» **Texto proporcionado**:
################
Pero, más allá de las impecables elecciones de Saer para componer aquel libro de poemas único que profundiza y quintaesencia toda su obra, estos poemas, con excepción de los pocos inconclusos, mal pueden llamarse "borradores": nos hallamos, como un nuevo don, ante un verdadero incremento cualitativo de la poesía de Saer, que leemos de un modo póstumo, lo cual no deja de ser un modo natural de leer poesía: todo autor es un muerto, toda literatura es póstuma, toda poesía es testamentaria. Eso mismo escribió Saer sobre Francisco de Quevedo o sobre Rubén Darío, en otro de sus poemas inéditos, de 1968: Darío como "un cometa que ya es ceniza en el momento mismo de arder". Pero aunque "la muerte se lo comió", el deseo que tenemos ante hombres como ésos -Darío o Saer- es "rehacer su vida paso a paso/ desde el nacimiento hasta la muerte/ para encontrar -dónde-/ la semilla que germinó toda su claridad".
El extrañamiento poético
Mucho tiempo después, el propio Gola daría una hermosa respuesta a aquellas preguntas sobre el inicio de la escritura del poema y sus resistencias, en Las vueltas del río: Juan L. Ortiz y Juan José Saer (México, 2010), basándose en un testimonio personal sobre su amigo, en dos breves artículos finales, escritos después de la muerte de Saer en 2005. En ambos alude a su ejercicio de la poesía. En el primero, Gola recuerda una entrevista que les habían hecho a ambos en Rosario hacia 1967 y en la cual debían responder esta pregunta: "¿Cómo se origina en cada uno de ustedes el momento inicial de la escritura de un poema?". Saer fue el primero en contestar, con firmeza y cierta concisa reserva, aquella cuestión. Decía que, para él, la escritura estaba precedida por una especie de extrañamiento del que derivaban las palabras iniciales de un poema. Gola habló, por su parte, de fusión, de una capacidad receptiva respecto del mundo, una interior apertura y una disponibilidad absoluta y neutra, especie de llamado previo a la escritura del poema.
Gola pensaba, por entonces, que ambas respuestas diferían y que Saer parecía hablar de un distanciamiento de los seres y las cosas, de una contracción que se apartaba de lo real. Pero un año después de aquella respuesta, en 1968, Saer escribiría un ensayo breve y luminoso llamado "Sobre la poesía" (incluido en El concepto de ficción, 1997). Al leerlo y comprenderlo, cuando evocó a su amigo décadas después, Gola sintió que debía rectificarse. Ambos no se contraponían, sino que hablaban de eso mismo que Pound llamó el "impulso". Había leído aquella especie de manifiesto personal de Juan José Saer, de no más de tres páginas, cuya radical contundencia acaso pasó inadvertida para muchos de sus lectores habituales, atentos a la vasta obra narrativa y distraídos de su acendrada labor poética.
################
[Anotaciones de puntos para fotos]

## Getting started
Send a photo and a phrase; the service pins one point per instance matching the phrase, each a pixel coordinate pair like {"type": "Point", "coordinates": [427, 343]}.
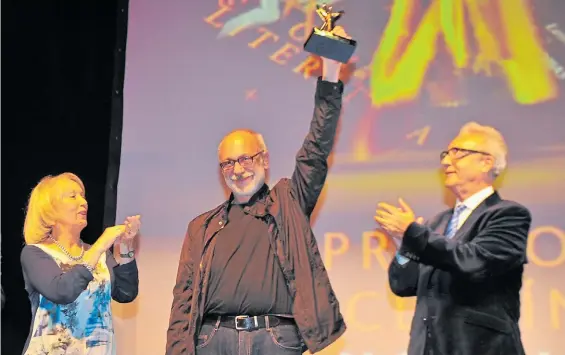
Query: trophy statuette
{"type": "Point", "coordinates": [324, 43]}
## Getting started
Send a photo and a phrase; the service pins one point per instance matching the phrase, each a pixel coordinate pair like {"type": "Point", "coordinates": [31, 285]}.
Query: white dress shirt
{"type": "Point", "coordinates": [471, 203]}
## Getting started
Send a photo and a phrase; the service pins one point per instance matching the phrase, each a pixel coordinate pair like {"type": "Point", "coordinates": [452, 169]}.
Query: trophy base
{"type": "Point", "coordinates": [327, 45]}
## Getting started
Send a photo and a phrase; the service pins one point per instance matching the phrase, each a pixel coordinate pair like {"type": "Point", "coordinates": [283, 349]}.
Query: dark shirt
{"type": "Point", "coordinates": [245, 276]}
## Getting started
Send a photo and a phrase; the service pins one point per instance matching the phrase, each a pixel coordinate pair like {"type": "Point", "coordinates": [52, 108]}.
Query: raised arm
{"type": "Point", "coordinates": [125, 285]}
{"type": "Point", "coordinates": [497, 248]}
{"type": "Point", "coordinates": [43, 274]}
{"type": "Point", "coordinates": [312, 159]}
{"type": "Point", "coordinates": [182, 299]}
################
» **Tarea requerida**:
Contesta estas preguntas sobre el texto acerca de la poesía de Saer y numera las respuestas del mismo modo.
1. ¿A quién describe Saer como "un cometa que ya es ceniza en el momento mismo de arder"?
2. ¿En qué ciudad les hicieron la entrevista a Gola y a Saer hacia 1967?
3. ¿En qué libro está incluido el ensayo "Sobre la poesía"?

» **Respuesta del ejercicio**:
1. A Rubén Darío.
2. En Rosario.
3. En El concepto de ficción (1997).